▶ [EXERCISE]: Without the images, write out the whole listing exactly.

Location labeling records
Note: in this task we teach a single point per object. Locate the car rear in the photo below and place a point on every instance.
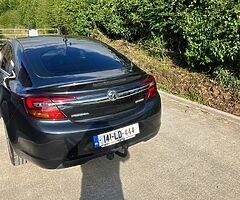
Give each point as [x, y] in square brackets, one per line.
[60, 122]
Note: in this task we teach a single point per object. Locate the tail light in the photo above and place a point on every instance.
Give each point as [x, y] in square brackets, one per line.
[45, 108]
[152, 90]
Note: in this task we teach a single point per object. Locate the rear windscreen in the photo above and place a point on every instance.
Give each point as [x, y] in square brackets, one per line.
[79, 58]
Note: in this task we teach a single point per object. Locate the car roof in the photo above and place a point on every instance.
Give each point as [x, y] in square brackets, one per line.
[45, 41]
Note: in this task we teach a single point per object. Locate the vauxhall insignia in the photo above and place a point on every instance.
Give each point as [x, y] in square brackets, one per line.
[112, 95]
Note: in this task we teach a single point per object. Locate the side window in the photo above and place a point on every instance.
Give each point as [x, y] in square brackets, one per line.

▶ [WRITTEN RESPONSE]:
Note: in this task we teach a single point per object. Locate the car rear in the photo below and place a point on every instance.
Give each point as [x, y] in square brackets, one per line.
[60, 122]
Note: in this task we teach a single point per object. Locate the tail light in the photo above and place a point on every instance.
Give each point as [x, y] in square brackets, one per line.
[45, 108]
[152, 90]
Note: in this task we teach a single point per object. Locate the rear windscreen in the photo above and place a point on every instance.
Give each point as [x, y] in square brackets, one per line.
[79, 58]
Note: in this task we teach a single point per object. Locate the car roof in the photo above and place a point on every instance.
Give each point as [x, y] in square brackets, one per line.
[45, 41]
Note: in this task we teach a single point per object. Locate the vauxhall insignia in the photo above and place a point on every instance.
Give each point as [x, y] in square brackets, one per line.
[112, 95]
Note: in this task we teach a single point per object. Locate the side window in the photo above and place a point on every instance.
Give each point as [x, y] in square brackets, one per line.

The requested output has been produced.